Copy every one of the data entries below line by line, without changing a single character.
--- START Dataset excerpts ---
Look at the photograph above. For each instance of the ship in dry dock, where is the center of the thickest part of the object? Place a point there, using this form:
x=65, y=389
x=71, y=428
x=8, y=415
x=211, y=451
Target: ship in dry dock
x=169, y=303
--- END Dataset excerpts ---
Answer for the task -
Look at the photograph above. For each instance of the ship in dry dock, where is the center of the thickest part of the object? Place a point there, using this form:
x=65, y=389
x=71, y=428
x=8, y=415
x=211, y=451
Target: ship in dry dock
x=169, y=303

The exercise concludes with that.